Requirement:
Please repeat the data exactly, leaving nothing out.

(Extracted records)
▼▼▼

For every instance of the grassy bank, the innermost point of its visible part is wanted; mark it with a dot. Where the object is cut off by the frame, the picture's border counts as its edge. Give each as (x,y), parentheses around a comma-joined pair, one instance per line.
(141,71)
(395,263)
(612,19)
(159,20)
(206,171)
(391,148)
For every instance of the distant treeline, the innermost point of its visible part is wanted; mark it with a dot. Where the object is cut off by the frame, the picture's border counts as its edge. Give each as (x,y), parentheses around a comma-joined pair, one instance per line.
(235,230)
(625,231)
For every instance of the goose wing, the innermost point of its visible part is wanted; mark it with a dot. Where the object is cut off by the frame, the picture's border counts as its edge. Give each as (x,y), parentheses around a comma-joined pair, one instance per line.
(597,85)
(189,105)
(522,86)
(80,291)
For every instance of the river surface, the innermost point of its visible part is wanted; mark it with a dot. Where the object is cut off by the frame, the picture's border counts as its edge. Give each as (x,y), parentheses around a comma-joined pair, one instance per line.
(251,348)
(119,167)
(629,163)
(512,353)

▲▲▲

Answer to the exercise:
For every instance of the grassy bank, the innermost point of its visible part is wanted; mark it with a dot. Where the object is cut off by the frame, the picture's border counts as its edge. Give each as (x,y), parentheses around a comma-joined pair, one instance per line.
(141,71)
(395,263)
(612,19)
(159,20)
(206,171)
(391,148)
For every instance of the distant treeline, the innermost point of its visible part is wanted; mark it with a dot. Where the object is cut off by the frame, the picture's border counts as its edge. Give each as (x,y), parentheses around a comma-joined pair, one instance per line.
(235,230)
(625,231)
For every instance of the goose wing, the innermost point of its visible part is wanted; mark it with a dot. Where the object is cut off by the frame, the picture's border counts as its edge. Give each as (x,y), parentheses around a comma-joined pair, one instance per line.
(597,85)
(189,105)
(522,86)
(80,291)
For every instance of the river surface, the innermost point of its visible part is wanted; mark it with a dot. Where the object is cut off by the frame, the picture's border counts as its edge. Give each as (x,y), parentheses around a comma-joined pair, one instance per line.
(251,348)
(119,167)
(629,163)
(512,353)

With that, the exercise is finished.